> **RECORD SET**:

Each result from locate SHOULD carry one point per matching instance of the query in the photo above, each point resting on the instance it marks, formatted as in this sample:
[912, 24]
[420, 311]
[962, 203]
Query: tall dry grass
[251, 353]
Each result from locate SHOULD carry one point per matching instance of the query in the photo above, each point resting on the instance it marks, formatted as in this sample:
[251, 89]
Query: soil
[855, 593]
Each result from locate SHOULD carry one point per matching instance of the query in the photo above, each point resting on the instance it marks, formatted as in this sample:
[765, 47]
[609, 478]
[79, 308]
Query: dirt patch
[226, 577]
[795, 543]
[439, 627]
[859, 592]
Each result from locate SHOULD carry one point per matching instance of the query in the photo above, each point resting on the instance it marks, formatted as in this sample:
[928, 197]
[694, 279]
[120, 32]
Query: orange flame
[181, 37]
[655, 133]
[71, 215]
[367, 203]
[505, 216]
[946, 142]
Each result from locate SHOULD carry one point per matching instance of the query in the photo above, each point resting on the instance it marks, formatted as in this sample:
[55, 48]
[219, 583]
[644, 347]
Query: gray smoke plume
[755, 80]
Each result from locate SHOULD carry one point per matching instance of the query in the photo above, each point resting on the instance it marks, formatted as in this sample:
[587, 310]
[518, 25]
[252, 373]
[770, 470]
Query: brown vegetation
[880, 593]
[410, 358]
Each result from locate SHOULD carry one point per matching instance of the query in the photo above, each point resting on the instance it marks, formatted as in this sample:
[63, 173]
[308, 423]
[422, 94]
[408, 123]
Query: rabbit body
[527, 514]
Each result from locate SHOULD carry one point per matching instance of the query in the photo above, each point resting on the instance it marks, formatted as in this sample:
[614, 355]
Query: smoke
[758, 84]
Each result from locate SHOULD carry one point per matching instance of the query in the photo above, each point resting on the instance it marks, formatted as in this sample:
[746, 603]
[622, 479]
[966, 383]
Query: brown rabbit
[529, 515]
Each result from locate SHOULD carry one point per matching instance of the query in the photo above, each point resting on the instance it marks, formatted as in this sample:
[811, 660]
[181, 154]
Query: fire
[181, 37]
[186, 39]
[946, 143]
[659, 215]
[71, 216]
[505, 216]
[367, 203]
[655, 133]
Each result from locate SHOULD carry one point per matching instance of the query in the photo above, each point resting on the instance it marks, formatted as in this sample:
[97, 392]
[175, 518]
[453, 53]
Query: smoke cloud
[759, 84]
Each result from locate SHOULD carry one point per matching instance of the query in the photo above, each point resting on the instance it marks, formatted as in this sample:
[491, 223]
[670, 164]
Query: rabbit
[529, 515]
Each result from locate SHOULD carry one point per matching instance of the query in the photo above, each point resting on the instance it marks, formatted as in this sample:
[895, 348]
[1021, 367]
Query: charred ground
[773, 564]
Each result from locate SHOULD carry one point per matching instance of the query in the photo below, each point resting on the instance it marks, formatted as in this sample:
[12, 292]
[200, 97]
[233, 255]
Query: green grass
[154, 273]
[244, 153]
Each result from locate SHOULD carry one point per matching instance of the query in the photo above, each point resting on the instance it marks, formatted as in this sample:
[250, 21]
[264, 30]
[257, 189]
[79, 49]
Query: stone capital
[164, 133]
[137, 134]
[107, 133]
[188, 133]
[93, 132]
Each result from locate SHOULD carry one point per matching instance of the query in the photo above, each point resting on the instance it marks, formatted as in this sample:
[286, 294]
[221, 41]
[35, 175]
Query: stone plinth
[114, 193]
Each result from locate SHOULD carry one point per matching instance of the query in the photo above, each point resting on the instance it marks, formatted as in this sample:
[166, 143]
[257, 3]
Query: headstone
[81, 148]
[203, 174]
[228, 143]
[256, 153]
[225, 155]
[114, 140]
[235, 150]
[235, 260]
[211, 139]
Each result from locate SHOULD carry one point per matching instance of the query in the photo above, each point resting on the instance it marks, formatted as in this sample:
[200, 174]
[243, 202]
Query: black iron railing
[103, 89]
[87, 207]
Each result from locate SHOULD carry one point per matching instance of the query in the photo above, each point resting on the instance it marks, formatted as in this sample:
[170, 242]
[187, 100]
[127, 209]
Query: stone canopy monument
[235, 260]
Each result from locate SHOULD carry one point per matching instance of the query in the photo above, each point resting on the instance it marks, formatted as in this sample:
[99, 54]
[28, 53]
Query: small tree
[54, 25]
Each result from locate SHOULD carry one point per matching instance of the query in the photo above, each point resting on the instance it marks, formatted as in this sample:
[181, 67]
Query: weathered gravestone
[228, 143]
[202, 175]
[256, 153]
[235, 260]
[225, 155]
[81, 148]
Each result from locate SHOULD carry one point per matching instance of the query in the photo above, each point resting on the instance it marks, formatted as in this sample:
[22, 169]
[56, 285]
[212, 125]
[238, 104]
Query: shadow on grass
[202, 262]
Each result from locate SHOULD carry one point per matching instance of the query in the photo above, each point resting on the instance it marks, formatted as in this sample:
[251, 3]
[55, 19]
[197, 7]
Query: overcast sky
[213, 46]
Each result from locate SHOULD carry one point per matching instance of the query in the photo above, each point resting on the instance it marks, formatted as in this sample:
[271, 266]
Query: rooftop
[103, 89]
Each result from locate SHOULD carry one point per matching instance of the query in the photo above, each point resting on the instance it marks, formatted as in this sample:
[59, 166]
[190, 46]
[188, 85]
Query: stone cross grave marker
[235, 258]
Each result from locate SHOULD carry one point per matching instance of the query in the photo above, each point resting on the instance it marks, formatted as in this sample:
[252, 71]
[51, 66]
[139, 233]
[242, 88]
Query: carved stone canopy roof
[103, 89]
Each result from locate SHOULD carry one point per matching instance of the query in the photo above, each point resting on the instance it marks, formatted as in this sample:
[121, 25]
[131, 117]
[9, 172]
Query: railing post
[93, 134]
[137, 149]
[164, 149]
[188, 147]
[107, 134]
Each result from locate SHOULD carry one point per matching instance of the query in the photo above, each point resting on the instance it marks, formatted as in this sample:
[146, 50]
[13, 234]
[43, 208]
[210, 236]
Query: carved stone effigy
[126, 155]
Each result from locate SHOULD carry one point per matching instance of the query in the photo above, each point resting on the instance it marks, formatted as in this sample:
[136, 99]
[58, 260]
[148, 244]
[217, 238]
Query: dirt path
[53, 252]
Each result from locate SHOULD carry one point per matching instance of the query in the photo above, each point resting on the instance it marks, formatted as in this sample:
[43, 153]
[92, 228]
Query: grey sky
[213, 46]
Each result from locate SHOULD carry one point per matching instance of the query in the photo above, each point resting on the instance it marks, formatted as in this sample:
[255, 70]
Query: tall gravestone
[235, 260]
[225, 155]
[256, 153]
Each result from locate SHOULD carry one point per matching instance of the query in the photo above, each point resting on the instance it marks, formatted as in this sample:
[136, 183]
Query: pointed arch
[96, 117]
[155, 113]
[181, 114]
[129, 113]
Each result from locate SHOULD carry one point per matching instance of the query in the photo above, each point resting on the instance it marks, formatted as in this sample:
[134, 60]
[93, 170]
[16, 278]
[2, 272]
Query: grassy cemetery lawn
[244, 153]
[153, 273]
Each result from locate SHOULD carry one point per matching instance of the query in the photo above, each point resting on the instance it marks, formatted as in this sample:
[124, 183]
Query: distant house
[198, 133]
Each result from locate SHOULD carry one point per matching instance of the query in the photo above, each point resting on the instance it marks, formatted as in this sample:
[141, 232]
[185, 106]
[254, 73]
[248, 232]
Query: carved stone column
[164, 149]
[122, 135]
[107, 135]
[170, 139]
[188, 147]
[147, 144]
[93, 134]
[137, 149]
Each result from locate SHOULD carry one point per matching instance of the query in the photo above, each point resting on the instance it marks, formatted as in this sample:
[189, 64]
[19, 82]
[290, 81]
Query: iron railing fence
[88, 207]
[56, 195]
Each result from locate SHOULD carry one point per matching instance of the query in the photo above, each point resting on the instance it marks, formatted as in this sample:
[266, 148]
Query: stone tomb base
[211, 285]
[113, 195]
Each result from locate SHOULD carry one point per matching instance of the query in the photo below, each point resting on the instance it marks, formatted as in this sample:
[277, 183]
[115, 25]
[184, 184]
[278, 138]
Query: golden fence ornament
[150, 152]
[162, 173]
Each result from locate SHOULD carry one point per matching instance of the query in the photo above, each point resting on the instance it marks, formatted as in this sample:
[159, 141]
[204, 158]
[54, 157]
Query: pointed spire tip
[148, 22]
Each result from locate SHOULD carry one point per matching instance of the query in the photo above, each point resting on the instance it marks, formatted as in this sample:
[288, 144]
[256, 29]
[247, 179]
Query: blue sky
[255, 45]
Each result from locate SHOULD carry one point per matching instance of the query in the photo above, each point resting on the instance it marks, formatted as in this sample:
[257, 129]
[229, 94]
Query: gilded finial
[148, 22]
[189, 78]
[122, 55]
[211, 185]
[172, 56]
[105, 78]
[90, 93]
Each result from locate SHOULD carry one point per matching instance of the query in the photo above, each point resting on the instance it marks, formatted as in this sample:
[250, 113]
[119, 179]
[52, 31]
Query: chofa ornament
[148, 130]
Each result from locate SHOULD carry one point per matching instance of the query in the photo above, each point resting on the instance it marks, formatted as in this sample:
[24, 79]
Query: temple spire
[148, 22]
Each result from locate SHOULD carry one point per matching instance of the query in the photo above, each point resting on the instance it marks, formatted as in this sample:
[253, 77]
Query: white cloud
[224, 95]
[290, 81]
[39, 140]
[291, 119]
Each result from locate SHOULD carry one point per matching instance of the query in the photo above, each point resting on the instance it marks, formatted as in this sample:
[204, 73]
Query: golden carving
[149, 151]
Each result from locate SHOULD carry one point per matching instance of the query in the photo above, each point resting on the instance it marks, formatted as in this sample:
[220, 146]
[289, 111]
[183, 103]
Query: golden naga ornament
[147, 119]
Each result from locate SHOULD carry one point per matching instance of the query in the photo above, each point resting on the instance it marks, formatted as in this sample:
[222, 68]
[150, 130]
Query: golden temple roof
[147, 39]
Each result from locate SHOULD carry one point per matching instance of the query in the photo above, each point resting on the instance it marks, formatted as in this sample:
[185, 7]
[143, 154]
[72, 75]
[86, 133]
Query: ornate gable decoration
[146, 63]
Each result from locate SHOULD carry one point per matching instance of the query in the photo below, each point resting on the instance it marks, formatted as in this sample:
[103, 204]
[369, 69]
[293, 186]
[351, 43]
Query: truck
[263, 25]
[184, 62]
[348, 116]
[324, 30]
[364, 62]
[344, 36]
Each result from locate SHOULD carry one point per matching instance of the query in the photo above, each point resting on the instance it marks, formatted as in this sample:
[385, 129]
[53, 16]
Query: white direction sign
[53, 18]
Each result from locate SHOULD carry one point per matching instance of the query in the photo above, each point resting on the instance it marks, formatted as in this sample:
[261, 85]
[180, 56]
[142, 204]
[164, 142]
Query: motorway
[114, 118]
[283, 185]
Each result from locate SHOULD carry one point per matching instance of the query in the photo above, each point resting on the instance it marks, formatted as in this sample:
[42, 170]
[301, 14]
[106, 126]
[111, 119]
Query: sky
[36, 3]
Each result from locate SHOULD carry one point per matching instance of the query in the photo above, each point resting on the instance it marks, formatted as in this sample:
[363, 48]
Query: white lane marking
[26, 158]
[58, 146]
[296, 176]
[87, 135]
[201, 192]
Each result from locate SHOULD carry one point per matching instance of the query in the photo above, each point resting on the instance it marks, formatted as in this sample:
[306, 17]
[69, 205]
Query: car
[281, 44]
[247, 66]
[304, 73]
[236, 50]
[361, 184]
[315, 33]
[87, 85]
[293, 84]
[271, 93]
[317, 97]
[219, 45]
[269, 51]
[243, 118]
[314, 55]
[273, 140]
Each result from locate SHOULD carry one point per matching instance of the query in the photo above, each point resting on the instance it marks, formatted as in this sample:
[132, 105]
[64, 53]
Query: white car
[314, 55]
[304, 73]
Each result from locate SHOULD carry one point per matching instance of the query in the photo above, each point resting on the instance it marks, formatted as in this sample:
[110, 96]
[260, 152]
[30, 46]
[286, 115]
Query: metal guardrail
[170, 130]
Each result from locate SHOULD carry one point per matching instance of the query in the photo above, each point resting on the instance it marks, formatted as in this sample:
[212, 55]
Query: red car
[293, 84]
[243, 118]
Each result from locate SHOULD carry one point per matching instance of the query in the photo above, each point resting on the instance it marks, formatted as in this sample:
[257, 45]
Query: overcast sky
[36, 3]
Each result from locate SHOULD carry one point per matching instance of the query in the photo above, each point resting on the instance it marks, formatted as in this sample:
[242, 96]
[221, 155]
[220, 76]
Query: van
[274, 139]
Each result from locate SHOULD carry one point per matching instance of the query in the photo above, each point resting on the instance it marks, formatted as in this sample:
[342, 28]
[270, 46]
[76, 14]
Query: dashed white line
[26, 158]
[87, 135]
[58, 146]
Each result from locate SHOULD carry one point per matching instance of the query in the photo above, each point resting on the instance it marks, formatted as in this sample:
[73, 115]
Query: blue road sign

> **WRITTEN PROBLEM**: Find every line in the entries above that contains the word "golden" and copy each one.

> **EXERCISE OUTPUT**:
Query: golden fence ornament
Query: golden carving
Query: golden naga ornament
Query: golden temple roof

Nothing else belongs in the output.